**EXERCISE BRIEF**:
Take the line that contains "Exercise. Point out the red" as the first and the last line of the material as the final one; set down exactly the lines in that span.

(Stored entries)
▼▼▼

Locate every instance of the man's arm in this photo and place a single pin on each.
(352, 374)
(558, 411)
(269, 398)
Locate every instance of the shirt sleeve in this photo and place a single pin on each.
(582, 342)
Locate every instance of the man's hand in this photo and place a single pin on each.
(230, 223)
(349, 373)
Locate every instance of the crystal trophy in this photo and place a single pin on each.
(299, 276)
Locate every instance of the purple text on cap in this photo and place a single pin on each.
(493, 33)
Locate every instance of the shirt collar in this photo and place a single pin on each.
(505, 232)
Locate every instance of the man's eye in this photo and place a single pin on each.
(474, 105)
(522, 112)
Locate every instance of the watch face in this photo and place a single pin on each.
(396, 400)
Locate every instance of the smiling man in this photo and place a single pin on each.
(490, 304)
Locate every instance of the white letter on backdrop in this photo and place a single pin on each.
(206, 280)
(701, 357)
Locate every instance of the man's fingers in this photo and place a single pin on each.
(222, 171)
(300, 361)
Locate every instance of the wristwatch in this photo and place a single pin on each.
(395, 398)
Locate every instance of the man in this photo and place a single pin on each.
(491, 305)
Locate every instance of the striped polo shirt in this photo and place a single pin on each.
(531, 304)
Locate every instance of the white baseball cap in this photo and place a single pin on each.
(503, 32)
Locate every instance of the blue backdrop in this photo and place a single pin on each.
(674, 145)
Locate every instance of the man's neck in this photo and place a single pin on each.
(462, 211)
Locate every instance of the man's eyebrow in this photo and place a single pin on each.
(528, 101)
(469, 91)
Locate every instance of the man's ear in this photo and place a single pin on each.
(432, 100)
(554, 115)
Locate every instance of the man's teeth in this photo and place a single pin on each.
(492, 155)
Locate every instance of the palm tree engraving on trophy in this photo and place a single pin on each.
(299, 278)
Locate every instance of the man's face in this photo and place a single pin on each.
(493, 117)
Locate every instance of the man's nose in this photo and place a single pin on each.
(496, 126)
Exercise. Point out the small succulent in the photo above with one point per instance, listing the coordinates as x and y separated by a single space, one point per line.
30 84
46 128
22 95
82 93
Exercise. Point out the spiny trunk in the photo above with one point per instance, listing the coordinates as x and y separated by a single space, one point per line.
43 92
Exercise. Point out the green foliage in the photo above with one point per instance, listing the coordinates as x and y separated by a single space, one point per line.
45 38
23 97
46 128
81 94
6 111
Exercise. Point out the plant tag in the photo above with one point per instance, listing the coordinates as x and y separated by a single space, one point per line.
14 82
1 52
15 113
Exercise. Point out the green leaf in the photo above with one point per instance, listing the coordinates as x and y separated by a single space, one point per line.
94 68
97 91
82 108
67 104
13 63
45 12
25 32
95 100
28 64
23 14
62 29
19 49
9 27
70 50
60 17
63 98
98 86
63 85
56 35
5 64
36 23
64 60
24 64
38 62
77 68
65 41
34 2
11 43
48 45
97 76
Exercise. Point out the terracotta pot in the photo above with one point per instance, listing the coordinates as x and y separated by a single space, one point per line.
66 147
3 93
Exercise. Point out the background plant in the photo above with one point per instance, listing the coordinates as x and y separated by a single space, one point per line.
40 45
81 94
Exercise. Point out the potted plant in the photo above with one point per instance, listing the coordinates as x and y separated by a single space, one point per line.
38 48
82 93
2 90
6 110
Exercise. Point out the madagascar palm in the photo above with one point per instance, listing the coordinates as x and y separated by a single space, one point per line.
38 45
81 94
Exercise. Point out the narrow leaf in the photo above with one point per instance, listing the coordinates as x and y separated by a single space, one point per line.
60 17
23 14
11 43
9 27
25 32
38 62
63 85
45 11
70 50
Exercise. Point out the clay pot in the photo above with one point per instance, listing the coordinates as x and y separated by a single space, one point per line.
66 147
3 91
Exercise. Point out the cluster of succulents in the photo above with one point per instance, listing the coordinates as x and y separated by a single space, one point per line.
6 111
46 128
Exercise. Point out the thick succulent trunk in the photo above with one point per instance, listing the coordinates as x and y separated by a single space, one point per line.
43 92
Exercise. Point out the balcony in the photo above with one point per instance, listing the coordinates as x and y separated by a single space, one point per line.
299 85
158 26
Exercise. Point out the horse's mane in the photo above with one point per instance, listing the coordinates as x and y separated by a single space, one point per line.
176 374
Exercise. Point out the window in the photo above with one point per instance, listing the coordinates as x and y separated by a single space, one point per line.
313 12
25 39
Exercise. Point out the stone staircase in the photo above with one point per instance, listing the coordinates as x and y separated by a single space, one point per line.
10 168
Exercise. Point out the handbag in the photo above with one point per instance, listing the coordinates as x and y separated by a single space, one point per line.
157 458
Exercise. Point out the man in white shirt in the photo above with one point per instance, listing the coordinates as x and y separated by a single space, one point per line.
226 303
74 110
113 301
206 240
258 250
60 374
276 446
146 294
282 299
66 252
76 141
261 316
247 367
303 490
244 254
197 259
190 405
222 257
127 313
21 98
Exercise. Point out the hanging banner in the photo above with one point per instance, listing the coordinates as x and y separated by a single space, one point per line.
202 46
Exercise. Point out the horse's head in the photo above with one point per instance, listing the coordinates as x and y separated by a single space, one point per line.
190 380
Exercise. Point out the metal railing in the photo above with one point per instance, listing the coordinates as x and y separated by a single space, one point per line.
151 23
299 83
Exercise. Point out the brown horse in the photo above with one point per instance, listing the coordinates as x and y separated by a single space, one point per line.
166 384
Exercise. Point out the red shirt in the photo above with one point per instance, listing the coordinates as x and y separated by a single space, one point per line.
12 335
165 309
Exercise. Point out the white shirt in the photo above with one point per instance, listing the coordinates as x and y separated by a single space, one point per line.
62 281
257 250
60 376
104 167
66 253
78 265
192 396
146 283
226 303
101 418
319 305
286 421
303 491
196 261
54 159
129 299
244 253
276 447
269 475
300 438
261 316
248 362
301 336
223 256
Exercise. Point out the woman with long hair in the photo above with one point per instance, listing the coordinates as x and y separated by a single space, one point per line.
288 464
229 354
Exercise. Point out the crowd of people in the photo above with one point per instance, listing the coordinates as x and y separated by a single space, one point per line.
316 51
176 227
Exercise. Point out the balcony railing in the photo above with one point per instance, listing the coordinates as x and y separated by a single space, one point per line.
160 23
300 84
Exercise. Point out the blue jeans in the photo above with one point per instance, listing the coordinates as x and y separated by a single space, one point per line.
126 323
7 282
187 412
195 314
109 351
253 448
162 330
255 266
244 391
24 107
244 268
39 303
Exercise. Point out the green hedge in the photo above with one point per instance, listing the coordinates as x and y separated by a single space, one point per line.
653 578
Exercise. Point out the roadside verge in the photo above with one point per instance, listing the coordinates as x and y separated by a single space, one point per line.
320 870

▲▲▲

**SOLUTION TO THIS PROBLEM**:
Exercise. Point out the red shirt in the photo above with one point per instance, listing the coordinates as x and y separated by a single space, one point per line.
12 335
165 309
Exercise. Point out the white shirt in the photo above with one point per instance, listing the coordinates as x and y separated by a single space, one point per line.
62 281
257 250
60 376
104 167
66 253
78 265
192 396
146 283
226 303
101 418
319 305
286 421
303 491
196 261
54 159
129 299
244 253
276 447
269 475
300 438
261 316
248 362
301 336
223 256
Exercise. Point out the woman with long hair in the photo above with one point per instance, listing the coordinates as x and y separated by a single space, one point per line.
288 464
229 354
Exercise. Point out the crowd of people in the photo above with one point per instance, listing the coordinates as x and y separated by a single space, one point per line.
316 51
176 227
Exercise. Point out the balcony railing in the photo above with one point per instance, listing the coordinates as x and y separated by a single space, one point per line.
160 23
300 84
Exercise. Point out the blue jeans in the photo above with one point per instance, listing the coordinates as x and y separated by a single space, one point per line.
126 323
7 282
187 412
195 314
109 351
253 448
162 330
255 266
244 391
24 107
244 268
39 303
Exercise. Point out the green hedge in the photo above with one point per instance, listing the coordinates as x and y separated by a single space, one point per line.
653 578
Exercise. Point out the roadside verge in the photo above with one point per instance, listing the coordinates as x and y separated by a single space, one point per line.
320 870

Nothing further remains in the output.